- Exercise brief -
Give as output the line that contains "Practice step: locate the wolf's mouth", followed by every remaining line of the entries, unchanged and with nothing added.

[Dataset excerpts]
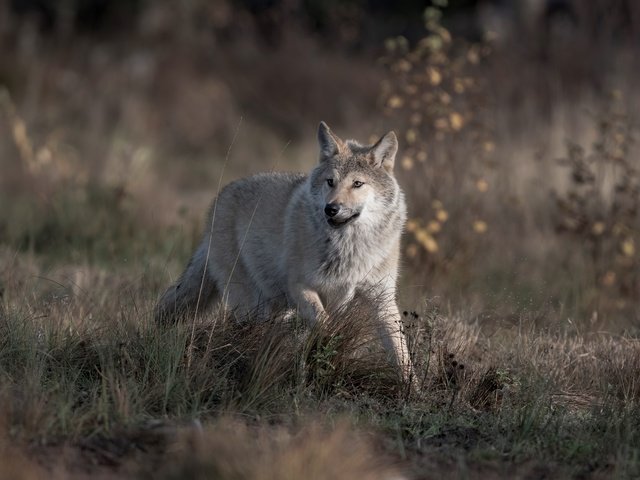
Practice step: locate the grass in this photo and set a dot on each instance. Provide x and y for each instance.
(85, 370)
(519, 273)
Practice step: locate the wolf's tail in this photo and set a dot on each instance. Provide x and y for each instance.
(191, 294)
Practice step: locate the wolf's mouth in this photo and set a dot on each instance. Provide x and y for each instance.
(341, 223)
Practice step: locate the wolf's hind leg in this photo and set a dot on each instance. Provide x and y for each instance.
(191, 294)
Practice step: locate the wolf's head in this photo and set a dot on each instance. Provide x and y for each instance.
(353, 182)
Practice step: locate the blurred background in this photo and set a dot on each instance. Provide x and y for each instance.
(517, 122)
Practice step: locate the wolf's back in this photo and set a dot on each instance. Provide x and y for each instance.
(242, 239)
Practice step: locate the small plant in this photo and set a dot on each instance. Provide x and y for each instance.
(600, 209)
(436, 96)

- Answer area -
Practice step: locate the wolf's mouth in this photo and set a dot on each instance. Provide x and y for each instance.
(341, 223)
Practice step: locate the wolf's hind leg in this photo and set a dot on each instance. Provide x and y for each instance.
(191, 294)
Practice step: locate the wolf's head in this photo and set a dot on each instance. Provide x and y for each instance.
(353, 182)
Practice step: locate the blurred background in this photo and set a dot on each instance. Provide x and y for each instance.
(517, 122)
Practice step: locate the wolf's back in this photo and set a dot on each instance. Provide x and y for each instance.
(242, 239)
Practice step: locate the small plant in this photo and set a dot on each instance. Provide x and y for each instance.
(600, 209)
(436, 96)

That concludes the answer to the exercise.